> _EXERCISE PROMPT_
Each record below is to be reproduced without any change.

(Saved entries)
* * * * * * * * *

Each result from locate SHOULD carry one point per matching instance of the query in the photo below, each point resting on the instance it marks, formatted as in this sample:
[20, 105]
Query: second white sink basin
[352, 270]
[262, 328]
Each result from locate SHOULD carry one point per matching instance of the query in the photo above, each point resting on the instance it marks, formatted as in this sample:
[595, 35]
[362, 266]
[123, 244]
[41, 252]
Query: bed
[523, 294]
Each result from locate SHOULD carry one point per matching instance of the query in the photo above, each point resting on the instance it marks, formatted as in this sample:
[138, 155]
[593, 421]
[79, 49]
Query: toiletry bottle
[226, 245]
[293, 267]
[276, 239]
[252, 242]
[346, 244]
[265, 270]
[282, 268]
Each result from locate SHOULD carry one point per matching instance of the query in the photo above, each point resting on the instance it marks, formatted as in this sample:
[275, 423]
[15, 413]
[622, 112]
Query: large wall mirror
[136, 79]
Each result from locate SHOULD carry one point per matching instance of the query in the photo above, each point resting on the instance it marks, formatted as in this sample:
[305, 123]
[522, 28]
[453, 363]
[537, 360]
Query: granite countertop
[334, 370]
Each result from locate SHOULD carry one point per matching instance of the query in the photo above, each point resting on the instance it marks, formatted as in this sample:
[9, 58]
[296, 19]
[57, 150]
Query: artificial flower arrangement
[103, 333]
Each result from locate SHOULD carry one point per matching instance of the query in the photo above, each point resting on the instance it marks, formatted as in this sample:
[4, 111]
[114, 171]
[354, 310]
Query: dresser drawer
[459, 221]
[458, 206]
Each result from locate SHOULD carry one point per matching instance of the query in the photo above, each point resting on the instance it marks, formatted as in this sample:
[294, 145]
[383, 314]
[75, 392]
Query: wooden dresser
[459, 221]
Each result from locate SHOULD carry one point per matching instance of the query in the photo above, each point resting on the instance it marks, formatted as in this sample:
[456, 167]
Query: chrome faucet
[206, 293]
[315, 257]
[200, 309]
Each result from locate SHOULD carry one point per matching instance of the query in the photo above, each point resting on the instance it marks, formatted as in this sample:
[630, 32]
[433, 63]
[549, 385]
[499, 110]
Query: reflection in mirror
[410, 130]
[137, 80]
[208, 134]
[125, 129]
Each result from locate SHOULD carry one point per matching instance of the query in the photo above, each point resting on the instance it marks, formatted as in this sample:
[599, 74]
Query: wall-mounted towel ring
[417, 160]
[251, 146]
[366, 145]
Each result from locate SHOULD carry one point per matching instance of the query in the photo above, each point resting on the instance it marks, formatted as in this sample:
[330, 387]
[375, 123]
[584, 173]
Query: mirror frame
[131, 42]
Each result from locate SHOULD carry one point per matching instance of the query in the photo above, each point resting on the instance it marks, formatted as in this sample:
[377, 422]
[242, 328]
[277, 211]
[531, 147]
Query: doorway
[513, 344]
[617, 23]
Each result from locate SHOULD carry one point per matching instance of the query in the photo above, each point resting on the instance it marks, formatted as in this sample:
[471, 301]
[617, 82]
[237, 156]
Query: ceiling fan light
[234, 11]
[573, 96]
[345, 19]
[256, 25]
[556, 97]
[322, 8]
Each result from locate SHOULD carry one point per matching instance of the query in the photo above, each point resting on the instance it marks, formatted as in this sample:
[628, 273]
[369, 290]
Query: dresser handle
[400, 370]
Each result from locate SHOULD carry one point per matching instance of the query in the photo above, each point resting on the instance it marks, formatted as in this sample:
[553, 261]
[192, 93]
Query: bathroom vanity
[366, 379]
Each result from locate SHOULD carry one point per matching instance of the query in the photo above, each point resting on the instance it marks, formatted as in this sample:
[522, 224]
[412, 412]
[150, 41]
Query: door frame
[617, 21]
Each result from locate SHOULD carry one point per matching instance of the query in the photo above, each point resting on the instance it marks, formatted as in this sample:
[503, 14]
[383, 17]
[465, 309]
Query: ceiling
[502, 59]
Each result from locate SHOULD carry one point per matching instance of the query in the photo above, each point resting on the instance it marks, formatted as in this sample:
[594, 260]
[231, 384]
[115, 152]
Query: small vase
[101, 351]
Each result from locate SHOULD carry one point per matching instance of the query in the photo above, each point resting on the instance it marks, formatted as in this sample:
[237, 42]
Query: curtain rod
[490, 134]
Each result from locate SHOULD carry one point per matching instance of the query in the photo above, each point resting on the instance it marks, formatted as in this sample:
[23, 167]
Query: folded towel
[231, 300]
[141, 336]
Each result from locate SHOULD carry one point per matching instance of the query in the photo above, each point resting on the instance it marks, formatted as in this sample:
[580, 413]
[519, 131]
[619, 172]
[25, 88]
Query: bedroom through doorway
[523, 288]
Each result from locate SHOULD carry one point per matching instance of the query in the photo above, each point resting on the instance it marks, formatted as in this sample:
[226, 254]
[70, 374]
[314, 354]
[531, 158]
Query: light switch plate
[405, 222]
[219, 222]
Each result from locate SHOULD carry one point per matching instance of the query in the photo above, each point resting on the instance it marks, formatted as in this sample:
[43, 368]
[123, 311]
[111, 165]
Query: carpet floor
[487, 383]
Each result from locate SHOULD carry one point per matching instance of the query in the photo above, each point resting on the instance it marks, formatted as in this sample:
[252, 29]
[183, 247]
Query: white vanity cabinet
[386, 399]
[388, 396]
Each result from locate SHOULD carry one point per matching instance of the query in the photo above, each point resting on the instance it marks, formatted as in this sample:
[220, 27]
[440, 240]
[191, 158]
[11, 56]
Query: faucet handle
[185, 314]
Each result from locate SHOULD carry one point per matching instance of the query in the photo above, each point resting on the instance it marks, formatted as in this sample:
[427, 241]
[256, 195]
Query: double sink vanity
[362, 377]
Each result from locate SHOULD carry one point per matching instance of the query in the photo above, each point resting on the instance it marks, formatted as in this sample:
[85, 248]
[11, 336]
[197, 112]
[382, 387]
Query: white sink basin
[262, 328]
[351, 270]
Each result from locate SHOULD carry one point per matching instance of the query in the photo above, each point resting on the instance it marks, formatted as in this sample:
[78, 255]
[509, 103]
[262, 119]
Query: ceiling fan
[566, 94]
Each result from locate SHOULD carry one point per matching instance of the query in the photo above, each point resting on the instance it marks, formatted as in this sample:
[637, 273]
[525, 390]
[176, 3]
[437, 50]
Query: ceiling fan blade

* * * * * * * * *

> _YOUR SOLUTION_
Each result from locate SHOULD carry one point per matching instance of the query in the photo below, each point resting on the instance it marks, formatted as in this sample:
[20, 105]
Query: second white sink basin
[352, 270]
[262, 328]
Each result from locate SHOULD carry one point per matching instance of the query in the photo above, each point resting on the instance it marks, formatted as in this sample:
[595, 35]
[362, 266]
[123, 244]
[41, 252]
Query: bed
[523, 294]
Each result from locate SHOULD carry one point per matching instance of the query in the photo above, each point resting on the instance it marks, formatted as in this sample:
[138, 155]
[593, 421]
[79, 49]
Query: toiletry bottle
[226, 245]
[293, 267]
[276, 239]
[252, 242]
[346, 244]
[265, 270]
[282, 268]
Each result from locate SHOULD carry one point per matching instance of the query in the photo above, each point resting on the instance it marks, formatted as in this sample:
[275, 423]
[15, 413]
[622, 112]
Query: large wall mirror
[136, 79]
Each result from locate SHOULD carry one point per matching instance of the query in the photo above, each point resting on the instance it marks, formatted as in this sample:
[305, 123]
[522, 28]
[453, 363]
[537, 360]
Query: granite countertop
[334, 370]
Each result from locate SHOULD carry one point per matching instance of the query in the photo above, each point resting on the instance it marks, formatted as in this sample:
[9, 58]
[296, 19]
[57, 150]
Query: artificial flower arrangement
[103, 333]
Each result from locate SHOULD carry one point per matching instance of the query in the photo above, each point resting on the instance it marks, formatted as in this sample:
[4, 111]
[114, 171]
[354, 310]
Query: dresser drawer
[459, 221]
[458, 206]
Each result from locate SHOULD carry one point per matching instance of the query in the photo above, each point resting on the instance it marks, formatted as in this sample:
[294, 145]
[383, 314]
[75, 392]
Query: wooden dresser
[459, 221]
Each result from locate SHOULD carry one point per matching instance of the query in the photo above, each point resting on the instance it marks, formatted as in this sample:
[456, 167]
Query: chrome faucet
[206, 293]
[315, 257]
[200, 309]
Each result from locate SHOULD carry one point per matching instance of the query in the photo above, each point resting on the instance it marks, formatted as in this sample:
[630, 32]
[433, 63]
[549, 385]
[499, 110]
Query: reflection in mirror
[410, 130]
[137, 80]
[208, 134]
[125, 129]
Each result from locate SHOULD carry one point per matching instance of the query in the photo above, each point resting on the instance it marks, formatted as in this sample:
[599, 74]
Query: wall-mounted towel ring
[417, 160]
[251, 146]
[366, 145]
Each result from locate SHOULD carry one point per matching instance of the query in the photo above, each point resting on the instance it marks, formatted as in this sample:
[330, 387]
[375, 123]
[584, 173]
Query: mirror frame
[131, 42]
Each result from locate SHOULD carry one point per matching instance of the query in the photo above, each point resting on the instance it marks, formatted as in this sample:
[377, 422]
[242, 328]
[277, 211]
[531, 147]
Query: doorway
[513, 344]
[617, 23]
Each result from locate SHOULD carry one point per matching instance of the query in the photo above, each point resting on the instance it marks, formatted as in this sample:
[471, 301]
[617, 82]
[237, 156]
Query: ceiling fan light
[234, 11]
[573, 96]
[345, 19]
[256, 25]
[556, 97]
[322, 8]
Each result from locate SHOULD carry one point per matching instance of the query in the photo above, each point resting on the instance it marks, formatted as in this sample:
[628, 273]
[369, 290]
Query: dresser handle
[400, 370]
Each result from locate SHOULD carry one point per matching instance of the query in the photo above, each point resting on the instance it marks, formatted as in this sample:
[553, 261]
[192, 93]
Query: bathroom vanity
[366, 379]
Each result from locate SHOULD carry one point per matching instance of the query in the photo above, each point resting on the instance it marks, formatted as in this sample:
[522, 224]
[412, 412]
[150, 41]
Query: door frame
[617, 21]
Each result from locate SHOULD carry one point per matching instance of the query in the photo above, each point resting on the instance it marks, formatted as in this sample:
[503, 14]
[383, 17]
[465, 309]
Query: ceiling
[502, 59]
Each result from locate SHOULD carry one point per matching instance of the query in the photo above, each point resting on the instance it marks, formatted as in this sample:
[594, 260]
[231, 384]
[115, 152]
Query: small vase
[101, 351]
Each result from locate SHOULD carry one point per matching instance of the query in the photo above, each point resting on the instance it marks, formatted as in this sample:
[237, 42]
Query: curtain rod
[490, 134]
Each result from locate SHOULD carry one point per matching instance of the query in the photo above, each point resting on the instance it marks, formatted as in this sample:
[23, 167]
Query: folded towel
[231, 300]
[141, 336]
Each result from locate SHOULD carry one point per matching instance of the query in the photo above, each point resting on the instance it marks, formatted as in this sample:
[580, 413]
[519, 131]
[619, 172]
[25, 88]
Query: bedroom through doorway
[523, 288]
Each result from locate SHOULD carry one point per matching instance of the query in the photo above, each point resting on the instance it marks, formatted as in this sample:
[226, 254]
[70, 374]
[314, 354]
[531, 158]
Query: light switch plate
[405, 222]
[219, 222]
Each result from locate SHOULD carry one point per matching instance of the query in the photo above, each point resting on the instance it marks, formatted as in this sample:
[43, 368]
[123, 311]
[111, 165]
Query: carpet floor
[487, 383]
Each result from locate SHOULD carry one point per matching instance of the query in the photo above, each point resting on the instance it marks, formatted as in this sample:
[252, 29]
[183, 247]
Query: white vanity cabinet
[386, 399]
[388, 396]
Each result from locate SHOULD carry one point per matching instance of the query in the photo above, each point resting on the instance it marks, formatted as in this sample:
[220, 27]
[440, 240]
[191, 158]
[11, 56]
Query: faucet handle
[185, 314]
Each result from locate SHOULD carry one point per matching instance of the query in the photo above, each point resting on the instance it marks, formatted as in this sample:
[427, 241]
[256, 195]
Query: double sink vanity
[362, 377]
Each result from locate SHOULD carry one point per matching instance of the query in the photo above, each point resting on the instance it marks, formatted as in this sample:
[85, 248]
[11, 336]
[197, 112]
[382, 387]
Query: white sink basin
[262, 328]
[351, 270]
Each result from locate SHOULD carry one point per matching instance of the query in the photo above, each point resting on the instance it marks, formatted as in this sample:
[78, 255]
[509, 103]
[262, 119]
Query: ceiling fan
[566, 94]
Each result from locate SHOULD carry one point per matching instance of the query in the photo above, each point resting on the instance it marks, formatted as in this sample:
[637, 273]
[525, 390]
[176, 3]
[437, 50]
Query: ceiling fan blade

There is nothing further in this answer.